Excerpts of labeled region data:
========================================================================

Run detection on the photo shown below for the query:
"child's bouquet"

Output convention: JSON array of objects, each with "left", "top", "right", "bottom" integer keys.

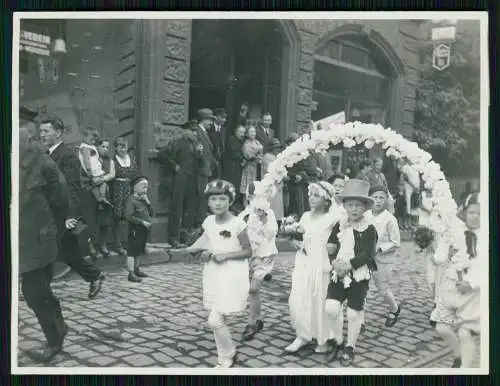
[
  {"left": 279, "top": 216, "right": 302, "bottom": 240},
  {"left": 413, "top": 226, "right": 434, "bottom": 252}
]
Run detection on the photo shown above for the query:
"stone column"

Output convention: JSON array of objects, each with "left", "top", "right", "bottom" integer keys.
[
  {"left": 296, "top": 30, "right": 318, "bottom": 133},
  {"left": 136, "top": 20, "right": 191, "bottom": 242}
]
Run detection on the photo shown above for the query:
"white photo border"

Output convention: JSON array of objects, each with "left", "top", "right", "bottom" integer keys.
[{"left": 10, "top": 11, "right": 490, "bottom": 375}]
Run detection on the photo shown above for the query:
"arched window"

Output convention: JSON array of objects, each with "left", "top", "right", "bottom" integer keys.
[
  {"left": 313, "top": 35, "right": 391, "bottom": 124},
  {"left": 311, "top": 34, "right": 394, "bottom": 176}
]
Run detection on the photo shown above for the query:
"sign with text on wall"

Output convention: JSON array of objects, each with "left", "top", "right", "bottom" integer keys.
[
  {"left": 432, "top": 44, "right": 451, "bottom": 71},
  {"left": 19, "top": 31, "right": 51, "bottom": 56},
  {"left": 38, "top": 58, "right": 59, "bottom": 83}
]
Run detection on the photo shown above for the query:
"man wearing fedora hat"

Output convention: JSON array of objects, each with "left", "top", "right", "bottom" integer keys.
[
  {"left": 18, "top": 107, "right": 70, "bottom": 363},
  {"left": 208, "top": 108, "right": 227, "bottom": 170},
  {"left": 159, "top": 120, "right": 202, "bottom": 248},
  {"left": 256, "top": 113, "right": 274, "bottom": 153},
  {"left": 196, "top": 108, "right": 221, "bottom": 226}
]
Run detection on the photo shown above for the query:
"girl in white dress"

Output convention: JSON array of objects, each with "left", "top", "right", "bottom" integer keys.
[
  {"left": 431, "top": 193, "right": 482, "bottom": 368},
  {"left": 418, "top": 189, "right": 448, "bottom": 308},
  {"left": 285, "top": 181, "right": 336, "bottom": 353},
  {"left": 186, "top": 180, "right": 251, "bottom": 367},
  {"left": 78, "top": 127, "right": 112, "bottom": 206}
]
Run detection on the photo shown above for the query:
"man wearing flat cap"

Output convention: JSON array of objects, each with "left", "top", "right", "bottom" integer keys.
[
  {"left": 196, "top": 109, "right": 221, "bottom": 225},
  {"left": 18, "top": 107, "right": 70, "bottom": 363},
  {"left": 158, "top": 120, "right": 203, "bottom": 248},
  {"left": 38, "top": 115, "right": 104, "bottom": 299}
]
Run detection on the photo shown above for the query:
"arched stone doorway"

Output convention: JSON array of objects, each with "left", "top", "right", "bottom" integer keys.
[
  {"left": 311, "top": 24, "right": 404, "bottom": 175},
  {"left": 189, "top": 20, "right": 299, "bottom": 138}
]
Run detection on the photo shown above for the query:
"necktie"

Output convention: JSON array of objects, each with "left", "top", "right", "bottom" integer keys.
[{"left": 465, "top": 231, "right": 477, "bottom": 258}]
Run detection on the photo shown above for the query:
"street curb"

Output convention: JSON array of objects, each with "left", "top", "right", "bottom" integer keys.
[{"left": 403, "top": 348, "right": 452, "bottom": 369}]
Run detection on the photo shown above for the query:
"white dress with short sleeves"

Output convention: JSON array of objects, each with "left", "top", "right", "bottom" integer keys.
[
  {"left": 202, "top": 215, "right": 250, "bottom": 314},
  {"left": 288, "top": 212, "right": 338, "bottom": 344}
]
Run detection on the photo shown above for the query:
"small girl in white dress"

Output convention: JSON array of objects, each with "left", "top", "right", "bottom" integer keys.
[
  {"left": 285, "top": 181, "right": 337, "bottom": 353},
  {"left": 431, "top": 193, "right": 482, "bottom": 368},
  {"left": 78, "top": 127, "right": 111, "bottom": 206},
  {"left": 186, "top": 180, "right": 251, "bottom": 367}
]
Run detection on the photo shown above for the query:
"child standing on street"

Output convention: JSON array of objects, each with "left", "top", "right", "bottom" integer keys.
[
  {"left": 431, "top": 193, "right": 482, "bottom": 368},
  {"left": 243, "top": 181, "right": 278, "bottom": 341},
  {"left": 125, "top": 176, "right": 153, "bottom": 283},
  {"left": 363, "top": 186, "right": 401, "bottom": 327},
  {"left": 285, "top": 181, "right": 337, "bottom": 353},
  {"left": 185, "top": 180, "right": 251, "bottom": 368},
  {"left": 325, "top": 179, "right": 377, "bottom": 366}
]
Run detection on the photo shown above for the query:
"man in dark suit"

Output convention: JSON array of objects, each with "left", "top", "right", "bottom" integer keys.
[
  {"left": 158, "top": 120, "right": 202, "bottom": 248},
  {"left": 208, "top": 109, "right": 227, "bottom": 170},
  {"left": 39, "top": 116, "right": 104, "bottom": 299},
  {"left": 256, "top": 113, "right": 274, "bottom": 153},
  {"left": 196, "top": 109, "right": 221, "bottom": 226},
  {"left": 18, "top": 108, "right": 69, "bottom": 363}
]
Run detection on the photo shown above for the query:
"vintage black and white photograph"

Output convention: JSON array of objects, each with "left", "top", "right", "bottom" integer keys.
[{"left": 11, "top": 12, "right": 489, "bottom": 375}]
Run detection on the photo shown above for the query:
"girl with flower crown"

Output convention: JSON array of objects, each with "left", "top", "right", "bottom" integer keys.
[
  {"left": 325, "top": 179, "right": 378, "bottom": 366},
  {"left": 431, "top": 193, "right": 487, "bottom": 368},
  {"left": 285, "top": 181, "right": 337, "bottom": 353},
  {"left": 185, "top": 180, "right": 251, "bottom": 367}
]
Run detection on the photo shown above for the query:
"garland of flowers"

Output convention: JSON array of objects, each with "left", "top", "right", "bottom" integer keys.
[{"left": 250, "top": 122, "right": 468, "bottom": 269}]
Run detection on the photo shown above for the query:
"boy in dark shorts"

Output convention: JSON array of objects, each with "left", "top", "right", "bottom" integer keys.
[
  {"left": 126, "top": 177, "right": 153, "bottom": 283},
  {"left": 325, "top": 180, "right": 377, "bottom": 366}
]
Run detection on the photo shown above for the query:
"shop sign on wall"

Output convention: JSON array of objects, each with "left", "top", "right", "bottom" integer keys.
[
  {"left": 432, "top": 44, "right": 451, "bottom": 71},
  {"left": 19, "top": 31, "right": 51, "bottom": 56},
  {"left": 38, "top": 58, "right": 59, "bottom": 83}
]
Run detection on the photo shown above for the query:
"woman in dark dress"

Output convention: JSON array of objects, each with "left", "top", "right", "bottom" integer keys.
[
  {"left": 111, "top": 137, "right": 137, "bottom": 255},
  {"left": 96, "top": 139, "right": 115, "bottom": 259},
  {"left": 224, "top": 126, "right": 246, "bottom": 210}
]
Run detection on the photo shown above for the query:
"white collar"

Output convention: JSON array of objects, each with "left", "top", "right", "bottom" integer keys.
[
  {"left": 49, "top": 141, "right": 62, "bottom": 154},
  {"left": 115, "top": 154, "right": 130, "bottom": 168}
]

========================================================================

#### INSTRUCTIONS TO FOLLOW
Transcribe every entry above exactly. Omit all pictures.

#### TASK RESPONSE
Run detection on the photo shown below for the query:
"child's bouquet"

Output convention: JSON array of objects, each with "left", "top", "right", "bottom" integer keys.

[
  {"left": 279, "top": 216, "right": 302, "bottom": 240},
  {"left": 413, "top": 226, "right": 434, "bottom": 252}
]
Run detection on the photo shown above for the query:
"stone column"

Output convention: JSON array of objects, each with "left", "top", "right", "bottom" integer keys.
[
  {"left": 296, "top": 30, "right": 318, "bottom": 133},
  {"left": 136, "top": 20, "right": 191, "bottom": 242}
]
Run detection on the photo shown above for the query:
"white photo border"

Output convention: JSON array of objects, each with "left", "top", "right", "bottom" integer keys.
[{"left": 10, "top": 11, "right": 490, "bottom": 375}]
Run detection on the photo shown above for the query:
"arched window"

Output convention: JSON array of objects, each with "left", "top", "right", "bottom" integer keys.
[
  {"left": 313, "top": 35, "right": 391, "bottom": 124},
  {"left": 311, "top": 34, "right": 394, "bottom": 176}
]
Run detection on the photo shown above for the query:
"sign with text on wall"

Output convention: JSON array of objects, each with "left", "top", "right", "bottom" integer keys.
[
  {"left": 432, "top": 44, "right": 451, "bottom": 71},
  {"left": 19, "top": 31, "right": 51, "bottom": 56},
  {"left": 38, "top": 58, "right": 59, "bottom": 83}
]
Run detection on the photo shown above for the query:
"man wearing fedora hat"

Output convention: JSON array of objects, each with "left", "top", "right", "bottom" integer keys.
[
  {"left": 18, "top": 107, "right": 70, "bottom": 363},
  {"left": 208, "top": 108, "right": 227, "bottom": 170},
  {"left": 159, "top": 120, "right": 202, "bottom": 248},
  {"left": 256, "top": 113, "right": 274, "bottom": 153},
  {"left": 196, "top": 108, "right": 221, "bottom": 226}
]
Run detection on the photo shown above for the query:
"girl in white dress"

Output convention: JSON array of objects, each with "left", "top", "right", "bottom" integer keys.
[
  {"left": 431, "top": 193, "right": 482, "bottom": 368},
  {"left": 418, "top": 189, "right": 448, "bottom": 308},
  {"left": 285, "top": 181, "right": 336, "bottom": 353},
  {"left": 186, "top": 180, "right": 251, "bottom": 367},
  {"left": 78, "top": 127, "right": 112, "bottom": 206}
]
Run detection on the photo shown above for the query:
"man wearing flat cap"

Output convention: JSON array of objects, each with "left", "top", "right", "bottom" integer keys.
[
  {"left": 196, "top": 109, "right": 221, "bottom": 225},
  {"left": 18, "top": 107, "right": 70, "bottom": 363},
  {"left": 158, "top": 120, "right": 203, "bottom": 248},
  {"left": 38, "top": 115, "right": 104, "bottom": 299}
]
Run detection on the photo shown above for the query:
"arched stone doorway"

Output convention: JSON array of objects, each with "left", "top", "right", "bottom" integer keys.
[
  {"left": 311, "top": 24, "right": 404, "bottom": 175},
  {"left": 189, "top": 20, "right": 299, "bottom": 138}
]
Run detection on the photo shown above for the query:
"necktie"

Output convention: JSON array of objects, each with "left", "top", "right", "bottom" integer keys.
[{"left": 465, "top": 231, "right": 477, "bottom": 258}]
Run detection on the photo shown above for the query:
"street curb"

Output convention: JSON array of objects, each with "left", "top", "right", "bottom" integer keys.
[{"left": 403, "top": 348, "right": 452, "bottom": 369}]
Run detection on the photo shown above for the query:
"white dress with short sleeves"

Output convention: JSON array of objects, each with "left", "top", "right", "bottom" integer keys.
[
  {"left": 202, "top": 215, "right": 250, "bottom": 314},
  {"left": 288, "top": 212, "right": 338, "bottom": 344}
]
Run detection on the photo shown above for the query:
"small girl in white dress"

Output convention: JSON array of objects, each with "left", "top", "right", "bottom" integer keys.
[
  {"left": 285, "top": 181, "right": 337, "bottom": 353},
  {"left": 431, "top": 193, "right": 482, "bottom": 368},
  {"left": 78, "top": 127, "right": 111, "bottom": 206},
  {"left": 186, "top": 180, "right": 251, "bottom": 367}
]
Run detection on the photo shown above for the query:
"child standing on street"

Output convention: JSON array of objects, each with "left", "top", "right", "bottom" integer keys.
[
  {"left": 431, "top": 193, "right": 482, "bottom": 368},
  {"left": 243, "top": 181, "right": 278, "bottom": 341},
  {"left": 125, "top": 176, "right": 153, "bottom": 283},
  {"left": 363, "top": 186, "right": 401, "bottom": 327},
  {"left": 285, "top": 181, "right": 337, "bottom": 353},
  {"left": 185, "top": 180, "right": 251, "bottom": 368},
  {"left": 325, "top": 179, "right": 377, "bottom": 366}
]
Run detection on the photo shown above for the query:
"man in dark suit"

Output convention: JSON array of objects, each with "left", "top", "right", "bottom" integer keys.
[
  {"left": 158, "top": 120, "right": 202, "bottom": 248},
  {"left": 208, "top": 109, "right": 227, "bottom": 170},
  {"left": 39, "top": 116, "right": 104, "bottom": 299},
  {"left": 256, "top": 113, "right": 274, "bottom": 153},
  {"left": 196, "top": 109, "right": 221, "bottom": 226},
  {"left": 18, "top": 108, "right": 69, "bottom": 363}
]
Run detection on the photo shown above for the query:
"vintage black and white photograph"

Output convention: JSON array of objects, each with "left", "top", "right", "bottom" integer keys.
[{"left": 11, "top": 12, "right": 489, "bottom": 375}]
Run detection on the photo shown above for the query:
"girl with flower crown"

Output convention: JSON array of objects, each with "left", "top", "right", "bottom" integer keys.
[
  {"left": 325, "top": 179, "right": 378, "bottom": 366},
  {"left": 431, "top": 193, "right": 487, "bottom": 368},
  {"left": 285, "top": 181, "right": 337, "bottom": 353},
  {"left": 185, "top": 180, "right": 251, "bottom": 367}
]
Run detection on the photo shown above for the query:
"garland of flowers"

Output convention: JSON array of objects, each with "left", "top", "right", "bottom" integer keys.
[{"left": 250, "top": 122, "right": 468, "bottom": 269}]
Run detection on the photo shown above for the query:
"boy in dark shorts"

Output convention: JSON array of objects, each with "left", "top", "right", "bottom" integer keys.
[
  {"left": 126, "top": 177, "right": 153, "bottom": 283},
  {"left": 325, "top": 180, "right": 377, "bottom": 366}
]
Run detection on the photo shown above for the query:
"shop sign on wall"

Output convention: JSON array of objects, each with "left", "top", "right", "bottom" integer keys.
[
  {"left": 432, "top": 44, "right": 451, "bottom": 71},
  {"left": 19, "top": 31, "right": 51, "bottom": 56},
  {"left": 38, "top": 58, "right": 59, "bottom": 83}
]
Run detection on the photo shown above for the query:
"woman in dark dress"

Output convention: JSON array of objects, each with "left", "top", "right", "bottom" integer keys.
[
  {"left": 111, "top": 137, "right": 137, "bottom": 255},
  {"left": 96, "top": 139, "right": 115, "bottom": 259},
  {"left": 224, "top": 126, "right": 246, "bottom": 210}
]
Run detection on the photo shown above for the query:
"white collar"

Output convention: JSON array of objects, each with "left", "top", "right", "bottom" integer keys.
[
  {"left": 49, "top": 141, "right": 62, "bottom": 154},
  {"left": 115, "top": 154, "right": 130, "bottom": 168}
]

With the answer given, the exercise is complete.